*MATERIAL PROVIDED*
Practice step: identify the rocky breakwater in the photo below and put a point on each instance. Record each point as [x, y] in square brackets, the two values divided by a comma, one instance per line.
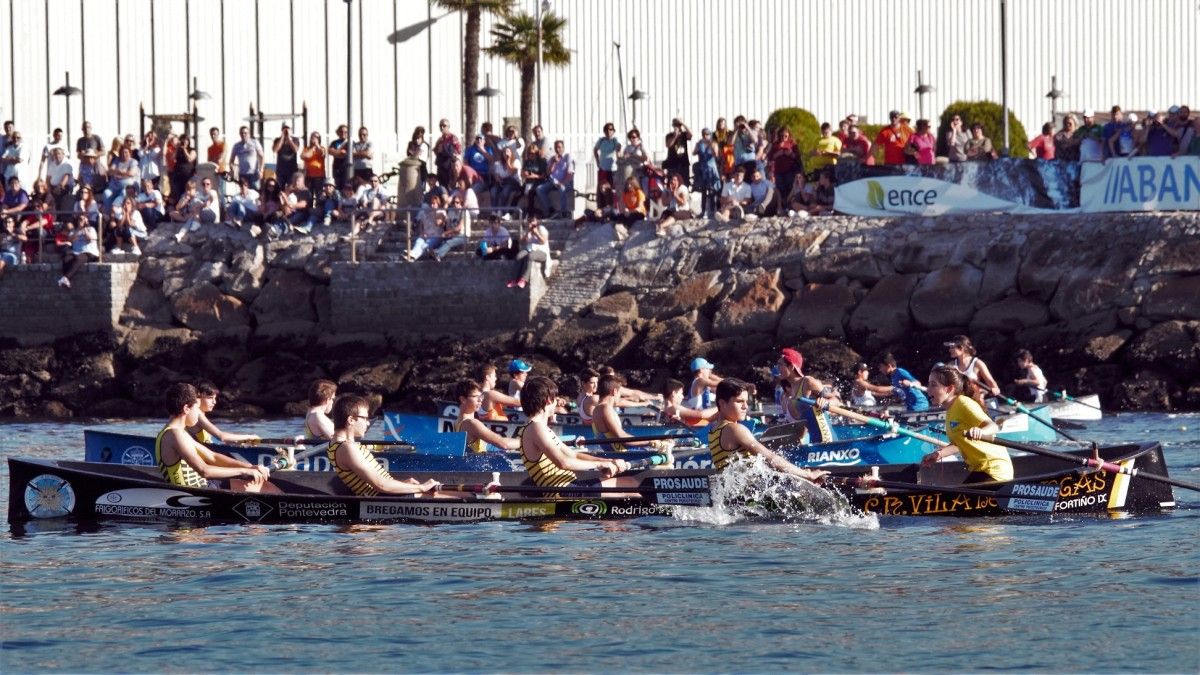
[1108, 304]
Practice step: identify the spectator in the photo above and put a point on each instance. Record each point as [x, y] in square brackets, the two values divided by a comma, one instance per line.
[827, 149]
[83, 250]
[894, 138]
[150, 204]
[534, 248]
[339, 150]
[313, 156]
[735, 197]
[246, 159]
[286, 148]
[1091, 139]
[708, 175]
[1066, 143]
[979, 145]
[677, 150]
[922, 144]
[957, 141]
[497, 243]
[89, 142]
[784, 159]
[1043, 144]
[762, 196]
[557, 195]
[858, 147]
[445, 149]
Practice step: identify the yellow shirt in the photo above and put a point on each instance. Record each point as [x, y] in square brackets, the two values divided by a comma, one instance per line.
[994, 460]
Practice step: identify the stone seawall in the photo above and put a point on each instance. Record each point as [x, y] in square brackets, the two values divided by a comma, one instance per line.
[1108, 304]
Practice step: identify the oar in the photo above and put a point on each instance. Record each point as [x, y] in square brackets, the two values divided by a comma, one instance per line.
[1107, 466]
[891, 426]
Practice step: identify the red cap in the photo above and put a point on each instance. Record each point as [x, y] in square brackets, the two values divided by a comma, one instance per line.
[792, 357]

*TASK TO COMPLETE*
Convert all the lines above into a JSON list of strings, one string per line, skipping blank lines and leaving out the pictures.

*TASK RESPONSE*
[
  "Practice step: identify the rocky breakwater in the photo below and put a point on each instance. Record each point as [x, y] in square brackets, the two values divided by a comma, one instance per line.",
  "[1108, 304]",
  "Practice step: identify the spectator in the photo above and put a point on each instance. Record each point as [x, y] in square brackets, the two values divided by a comma, one instance per line.",
  "[827, 149]",
  "[83, 250]",
  "[894, 138]",
  "[150, 204]",
  "[534, 248]",
  "[339, 150]",
  "[313, 156]",
  "[735, 197]",
  "[246, 159]",
  "[286, 148]",
  "[1091, 139]",
  "[708, 175]",
  "[1066, 143]",
  "[979, 145]",
  "[677, 150]",
  "[922, 144]",
  "[957, 141]",
  "[497, 243]",
  "[89, 142]",
  "[784, 159]",
  "[1043, 144]",
  "[762, 196]",
  "[557, 195]",
  "[858, 147]",
  "[445, 149]",
  "Practice step: identify the yellow shirt in the photo above and put a point on each instance. Record each point as [x, y] in square brackets, the two values divided by a comma, one instance per line.",
  "[994, 460]",
  "Practice step: identify the stone seawall in the photo above and put a point on each instance. Record each point as [x, y] in square brackets, the two values divided by a comma, one instance per line.",
  "[1108, 304]",
  "Practice step: identify the oar in the photo above and put a point on each instance. Record each point as [x, y] in square brackets, the two values divided by a comma, one instance per line.",
  "[1107, 466]",
  "[891, 426]",
  "Practice step: identify the red cap in the photo above and put a point on each instance. Record each point as [x, y] in square brackets, the two values divided by a comma, one instance per line.",
  "[792, 357]"
]